> **Set problem**
Convert the listing below into a Markdown table with two columns, Row and Listing line, giving each line its own numbered row and leaving out blank lines.

> **Dataset records**
========

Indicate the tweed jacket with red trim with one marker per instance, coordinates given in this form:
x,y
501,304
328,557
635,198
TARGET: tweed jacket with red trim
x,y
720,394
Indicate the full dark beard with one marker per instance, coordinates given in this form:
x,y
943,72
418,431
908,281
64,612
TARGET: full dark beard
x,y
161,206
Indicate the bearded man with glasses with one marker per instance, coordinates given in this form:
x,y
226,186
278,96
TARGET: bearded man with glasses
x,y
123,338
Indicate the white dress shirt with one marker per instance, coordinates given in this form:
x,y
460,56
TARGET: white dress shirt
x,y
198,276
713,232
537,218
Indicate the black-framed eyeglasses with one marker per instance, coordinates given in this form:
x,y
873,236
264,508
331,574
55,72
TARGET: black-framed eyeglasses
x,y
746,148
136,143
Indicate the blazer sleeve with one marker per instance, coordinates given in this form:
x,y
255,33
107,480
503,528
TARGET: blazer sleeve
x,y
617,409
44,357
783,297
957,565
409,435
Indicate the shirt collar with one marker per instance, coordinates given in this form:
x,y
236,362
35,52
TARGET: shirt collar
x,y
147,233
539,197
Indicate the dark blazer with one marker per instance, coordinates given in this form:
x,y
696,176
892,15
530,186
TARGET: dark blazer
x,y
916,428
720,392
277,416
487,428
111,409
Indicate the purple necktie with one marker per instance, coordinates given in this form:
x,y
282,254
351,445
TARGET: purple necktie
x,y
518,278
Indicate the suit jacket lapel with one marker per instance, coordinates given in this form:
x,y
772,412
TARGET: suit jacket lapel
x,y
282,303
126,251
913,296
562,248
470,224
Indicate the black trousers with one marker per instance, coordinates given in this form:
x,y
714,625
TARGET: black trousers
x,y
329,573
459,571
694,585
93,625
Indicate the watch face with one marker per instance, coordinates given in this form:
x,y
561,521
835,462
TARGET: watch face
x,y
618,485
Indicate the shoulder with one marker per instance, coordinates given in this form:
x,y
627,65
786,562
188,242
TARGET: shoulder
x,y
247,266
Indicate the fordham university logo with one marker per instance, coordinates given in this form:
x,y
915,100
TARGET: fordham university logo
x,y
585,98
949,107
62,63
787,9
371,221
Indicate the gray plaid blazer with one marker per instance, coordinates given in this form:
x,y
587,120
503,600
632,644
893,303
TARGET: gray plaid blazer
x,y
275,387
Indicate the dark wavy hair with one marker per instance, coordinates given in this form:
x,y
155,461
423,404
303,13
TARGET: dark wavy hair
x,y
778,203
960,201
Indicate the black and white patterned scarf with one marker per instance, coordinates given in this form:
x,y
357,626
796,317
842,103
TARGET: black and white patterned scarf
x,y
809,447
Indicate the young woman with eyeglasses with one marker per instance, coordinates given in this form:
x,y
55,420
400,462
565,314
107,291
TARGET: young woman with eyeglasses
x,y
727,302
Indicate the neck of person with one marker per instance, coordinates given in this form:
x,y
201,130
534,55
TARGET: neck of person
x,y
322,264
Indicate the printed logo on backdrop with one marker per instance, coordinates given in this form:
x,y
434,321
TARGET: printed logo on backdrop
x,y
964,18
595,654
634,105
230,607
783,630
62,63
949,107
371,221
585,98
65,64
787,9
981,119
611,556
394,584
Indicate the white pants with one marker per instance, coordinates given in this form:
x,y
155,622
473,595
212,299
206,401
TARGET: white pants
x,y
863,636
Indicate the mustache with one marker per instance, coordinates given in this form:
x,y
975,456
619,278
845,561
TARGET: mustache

========

> **Output for this task**
| Row | Listing line |
|---|---|
| 1 | Indicate the tweed jacket with red trim with one marker per instance, coordinates given in this form: |
| 2 | x,y |
| 3 | 501,304 |
| 4 | 328,557 |
| 5 | 635,198 |
| 6 | TARGET: tweed jacket with red trim |
| 7 | x,y |
| 8 | 720,394 |
| 9 | Indicate the full dark beard with one marker per instance, coordinates given in this form: |
| 10 | x,y |
| 11 | 943,72 |
| 12 | 418,431 |
| 13 | 908,281 |
| 14 | 64,612 |
| 15 | TARGET: full dark beard |
| 16 | x,y |
| 17 | 161,206 |
| 18 | Indicate the bearded man with glasses with one marker per instance, coordinates given in this form: |
| 19 | x,y |
| 20 | 226,186 |
| 21 | 278,96 |
| 22 | TARGET: bearded man with glasses |
| 23 | x,y |
| 24 | 123,338 |
| 25 | Indicate the white dress shirt with one marker per instance, coordinates given in this form: |
| 26 | x,y |
| 27 | 460,56 |
| 28 | TARGET: white dress shirt |
| 29 | x,y |
| 30 | 198,276 |
| 31 | 713,232 |
| 32 | 537,218 |
| 33 | Indicate the black-framed eyeglasses with one marker per instance, coordinates given in this form: |
| 34 | x,y |
| 35 | 873,236 |
| 36 | 264,508 |
| 37 | 331,574 |
| 38 | 55,72 |
| 39 | TARGET: black-framed eyeglasses |
| 40 | x,y |
| 41 | 746,148 |
| 42 | 136,143 |
| 43 | Indicate the blazer sleeve with one marker per instance, coordinates given in this form: |
| 44 | x,y |
| 45 | 255,33 |
| 46 | 107,480 |
| 47 | 503,528 |
| 48 | TARGET: blazer sleeve |
| 49 | x,y |
| 50 | 617,409 |
| 51 | 44,357 |
| 52 | 783,297 |
| 53 | 957,565 |
| 54 | 409,435 |
| 55 | Indicate the shirt collar with one marker per instance, coordinates given in this form: |
| 56 | x,y |
| 57 | 236,362 |
| 58 | 35,52 |
| 59 | TARGET: shirt collar |
| 60 | x,y |
| 61 | 147,233 |
| 62 | 539,197 |
| 63 | Indicate the dark blazer with one marker per instance, coordinates given in this form: |
| 64 | x,y |
| 65 | 696,176 |
| 66 | 892,15 |
| 67 | 530,186 |
| 68 | TARGET: dark blazer |
| 69 | x,y |
| 70 | 916,428 |
| 71 | 720,392 |
| 72 | 277,416 |
| 73 | 487,428 |
| 74 | 111,409 |
| 75 | Indicate the purple necktie with one marker per instance, coordinates given in this form: |
| 76 | x,y |
| 77 | 282,254 |
| 78 | 351,445 |
| 79 | TARGET: purple necktie |
| 80 | x,y |
| 81 | 518,278 |
| 82 | Indicate the suit jacket lapel with one marker per instance, coordinates given in this form: |
| 83 | x,y |
| 84 | 772,412 |
| 85 | TARGET: suit jacket lapel |
| 86 | x,y |
| 87 | 282,303 |
| 88 | 126,251 |
| 89 | 913,296 |
| 90 | 562,248 |
| 91 | 470,224 |
| 92 | Indicate the black trousers with one marker per instance, coordinates given in this form: |
| 93 | x,y |
| 94 | 714,625 |
| 95 | TARGET: black trousers |
| 96 | x,y |
| 97 | 329,573 |
| 98 | 459,571 |
| 99 | 694,585 |
| 100 | 93,625 |
| 101 | Indicate the watch face with one marker per instance, coordinates given in this form: |
| 102 | x,y |
| 103 | 561,521 |
| 104 | 835,462 |
| 105 | TARGET: watch face |
| 106 | x,y |
| 107 | 618,485 |
| 108 | Indicate the shoulder with one marker per instance, coordinates given in this form: |
| 109 | x,y |
| 110 | 627,65 |
| 111 | 786,562 |
| 112 | 188,242 |
| 113 | TARGET: shoulder |
| 114 | x,y |
| 115 | 247,266 |
| 116 | Indicate the fordham university logo with one marker per instance, coordinates given in this form: |
| 117 | x,y |
| 118 | 915,100 |
| 119 | TARGET: fordham university logo |
| 120 | x,y |
| 121 | 585,98 |
| 122 | 949,107 |
| 123 | 62,63 |
| 124 | 787,9 |
| 125 | 371,221 |
| 126 | Indicate the gray plaid blazer with one marker per instance, coordinates given in this form: |
| 127 | x,y |
| 128 | 587,120 |
| 129 | 503,600 |
| 130 | 632,644 |
| 131 | 893,303 |
| 132 | TARGET: gray plaid blazer |
| 133 | x,y |
| 134 | 275,387 |
| 135 | Indicate the dark wavy hair with one marker per instance, coordinates given in this form: |
| 136 | x,y |
| 137 | 155,461 |
| 138 | 423,404 |
| 139 | 303,13 |
| 140 | TARGET: dark wavy hair |
| 141 | x,y |
| 142 | 778,203 |
| 143 | 960,201 |
| 144 | Indicate the black and white patterned scarf with one marker per instance, coordinates given in this form: |
| 145 | x,y |
| 146 | 357,626 |
| 147 | 796,317 |
| 148 | 842,103 |
| 149 | TARGET: black and white patterned scarf |
| 150 | x,y |
| 151 | 809,447 |
| 152 | Indicate the young woman with eyeglasses with one marker per instance, coordinates given in this form: |
| 153 | x,y |
| 154 | 55,420 |
| 155 | 400,462 |
| 156 | 565,314 |
| 157 | 107,291 |
| 158 | TARGET: young woman with eyeglasses |
| 159 | x,y |
| 160 | 727,302 |
| 161 | Indicate the neck of person with one marker per instance, coordinates given in this form: |
| 162 | x,y |
| 163 | 201,130 |
| 164 | 534,55 |
| 165 | TARGET: neck of person |
| 166 | x,y |
| 167 | 322,264 |
| 168 | Indicate the printed logo on backdrop with one marker per instance, coordinates given in this form: |
| 169 | x,y |
| 170 | 434,321 |
| 171 | TARGET: printed logo on backdrop |
| 172 | x,y |
| 173 | 964,18 |
| 174 | 595,654 |
| 175 | 634,105 |
| 176 | 230,607 |
| 177 | 783,630 |
| 178 | 62,63 |
| 179 | 949,107 |
| 180 | 371,221 |
| 181 | 585,98 |
| 182 | 65,64 |
| 183 | 787,9 |
| 184 | 981,119 |
| 185 | 611,556 |
| 186 | 394,584 |
| 187 | Indicate the white pants with one marker per instance, coordinates given in this form: |
| 188 | x,y |
| 189 | 155,622 |
| 190 | 473,595 |
| 191 | 212,299 |
| 192 | 206,401 |
| 193 | TARGET: white pants |
| 194 | x,y |
| 195 | 863,636 |
| 196 | Indicate the mustache with one marker per instance, coordinates given in this form: |
| 197 | x,y |
| 198 | 975,456 |
| 199 | 619,278 |
| 200 | 845,561 |
| 201 | TARGET: mustache |